Avec Lola Maroa, sa seconde épouse, il a connu le bonheur d’être à nouveau père, mais aussi l’angoisse absolue. La naissance de leurs jumeaux, Jules et Bella, grands prématurés, a été un traumatisme. Entre la vie et la mort, ces bébés ont lutté, et leurs parents avec eux. Lola a raconté ce combat dans son livre, décrivant un Jean-Marie impuissant, au bord des larmes, devant ses couveuses.

À cela s’ajoute la solitude sociale. Bigard, avec ses prises de position tranchées (sur le 11 septembre, le Covid, la politique), s’est mis à dos une grande partie du métier. Il s’est senti “rejeté”, traité de paria. Les critiques de ses anciens amis, comme Laurent Ruquier ou François Cluzet qui l’a qualifié de “roi de l’impolitesse”, l’ont profondément blessé. “Je ne veux blesser personne, mais je ne peux pas prétendre être quelqu’un d’autre”, se défend-il. Il a cru que les amitiés du show-business étaient éternelles ; il a découvert qu’elles étaient souvent conditionnelles.

DONNÉES FOURNIES —
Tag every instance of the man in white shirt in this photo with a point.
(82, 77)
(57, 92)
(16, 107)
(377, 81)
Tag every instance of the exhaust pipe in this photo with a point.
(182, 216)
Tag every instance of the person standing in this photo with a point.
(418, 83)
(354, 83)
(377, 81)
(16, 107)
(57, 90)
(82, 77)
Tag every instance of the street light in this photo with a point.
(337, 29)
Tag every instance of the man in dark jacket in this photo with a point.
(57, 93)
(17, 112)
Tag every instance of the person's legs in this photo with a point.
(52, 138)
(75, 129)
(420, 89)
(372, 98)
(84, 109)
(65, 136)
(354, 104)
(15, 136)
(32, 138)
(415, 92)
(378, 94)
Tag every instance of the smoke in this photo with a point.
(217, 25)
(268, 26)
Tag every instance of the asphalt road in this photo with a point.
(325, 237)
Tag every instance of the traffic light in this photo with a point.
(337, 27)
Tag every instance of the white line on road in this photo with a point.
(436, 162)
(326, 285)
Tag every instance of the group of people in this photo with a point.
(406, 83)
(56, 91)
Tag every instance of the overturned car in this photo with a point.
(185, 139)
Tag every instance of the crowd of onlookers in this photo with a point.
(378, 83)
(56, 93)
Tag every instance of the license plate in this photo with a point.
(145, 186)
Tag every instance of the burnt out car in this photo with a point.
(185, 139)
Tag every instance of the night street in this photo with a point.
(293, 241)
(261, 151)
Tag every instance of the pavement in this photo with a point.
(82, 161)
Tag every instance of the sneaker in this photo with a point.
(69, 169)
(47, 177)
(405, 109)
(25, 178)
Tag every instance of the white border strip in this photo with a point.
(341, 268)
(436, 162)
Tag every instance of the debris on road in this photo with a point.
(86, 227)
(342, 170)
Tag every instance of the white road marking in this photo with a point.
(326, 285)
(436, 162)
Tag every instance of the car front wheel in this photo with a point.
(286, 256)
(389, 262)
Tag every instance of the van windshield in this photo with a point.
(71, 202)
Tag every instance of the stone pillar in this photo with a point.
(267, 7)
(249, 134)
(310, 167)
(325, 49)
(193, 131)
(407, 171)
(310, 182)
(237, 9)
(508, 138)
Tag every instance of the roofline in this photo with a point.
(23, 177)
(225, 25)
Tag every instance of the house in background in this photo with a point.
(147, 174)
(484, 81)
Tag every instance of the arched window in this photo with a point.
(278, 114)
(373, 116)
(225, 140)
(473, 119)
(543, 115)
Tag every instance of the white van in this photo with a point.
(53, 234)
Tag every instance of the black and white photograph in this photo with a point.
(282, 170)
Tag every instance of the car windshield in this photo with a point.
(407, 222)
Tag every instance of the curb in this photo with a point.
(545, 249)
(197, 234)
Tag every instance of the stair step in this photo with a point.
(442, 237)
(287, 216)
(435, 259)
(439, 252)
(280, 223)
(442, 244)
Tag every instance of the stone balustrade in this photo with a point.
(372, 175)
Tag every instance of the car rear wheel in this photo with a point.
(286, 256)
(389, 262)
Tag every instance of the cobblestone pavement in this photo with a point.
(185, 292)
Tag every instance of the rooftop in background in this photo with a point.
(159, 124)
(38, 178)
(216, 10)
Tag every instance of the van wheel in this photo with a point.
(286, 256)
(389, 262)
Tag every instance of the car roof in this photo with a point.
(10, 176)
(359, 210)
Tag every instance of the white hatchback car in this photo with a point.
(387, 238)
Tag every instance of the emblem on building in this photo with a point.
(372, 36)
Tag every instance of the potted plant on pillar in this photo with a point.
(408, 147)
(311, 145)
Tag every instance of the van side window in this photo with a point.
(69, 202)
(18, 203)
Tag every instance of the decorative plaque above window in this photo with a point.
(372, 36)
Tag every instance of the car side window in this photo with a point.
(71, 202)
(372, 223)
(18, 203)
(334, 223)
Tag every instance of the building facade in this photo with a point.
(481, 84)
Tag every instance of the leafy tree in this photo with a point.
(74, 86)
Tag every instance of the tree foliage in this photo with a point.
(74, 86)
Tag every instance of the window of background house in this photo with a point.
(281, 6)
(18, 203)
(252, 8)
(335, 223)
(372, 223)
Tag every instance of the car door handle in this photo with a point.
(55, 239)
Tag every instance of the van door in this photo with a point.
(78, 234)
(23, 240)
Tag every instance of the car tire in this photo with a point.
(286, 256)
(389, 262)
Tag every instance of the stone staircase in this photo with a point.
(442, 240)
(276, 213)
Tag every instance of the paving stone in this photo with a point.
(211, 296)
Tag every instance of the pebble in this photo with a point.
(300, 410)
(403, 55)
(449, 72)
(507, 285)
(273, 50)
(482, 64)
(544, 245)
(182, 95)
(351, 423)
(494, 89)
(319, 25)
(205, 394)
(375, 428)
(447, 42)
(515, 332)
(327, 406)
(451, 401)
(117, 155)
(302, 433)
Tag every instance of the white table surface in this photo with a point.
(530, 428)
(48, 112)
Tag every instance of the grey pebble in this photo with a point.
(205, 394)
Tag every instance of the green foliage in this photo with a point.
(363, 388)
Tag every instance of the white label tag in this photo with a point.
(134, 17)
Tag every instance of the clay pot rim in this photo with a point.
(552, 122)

TRAVAIL DEMANDÉ —
**1.** Transcrivez fidèlement le passage de l'extrait du document qui commence aux mots "À cela s’ajoute" et s'arrête après les mots "étaient souvent conditionnelles.".
**2.** D'après l'extrait du document, quels sont les prénoms des jumeaux de Lola Maroa ?

RÉPONSES ATTENDUES —
**1.**
À cela s’ajoute la solitude sociale. Bigard, avec ses prises de position tranchées (sur le 11 septembre, le Covid, la politique), s’est mis à dos une grande partie du métier. Il s’est senti “rejeté”, traité de paria. Les critiques de ses anciens amis, comme Laurent Ruquier ou François Cluzet qui l’a qualifié de “roi de l’impolitesse”, l’ont profondément blessé. “Je ne veux blesser personne, mais je ne peux pas prétendre être quelqu’un d’autre”, se défend-il. Il a cru que les amitiés du show-business étaient éternelles ; il a découvert qu’elles étaient souvent conditionnelles.

**2.** Jules et Bella.